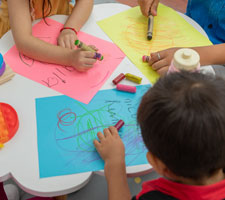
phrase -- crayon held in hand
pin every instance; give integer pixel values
(98, 56)
(126, 88)
(119, 124)
(84, 47)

□ □ □ □ □ □ □

▶ _Task requirements_
Copy out every entry above exactly. Leave the pictures out.

▶ _Finished task_
phrase -- crayon held in hand
pin every instance; give integer pixel values
(98, 56)
(126, 88)
(119, 124)
(84, 47)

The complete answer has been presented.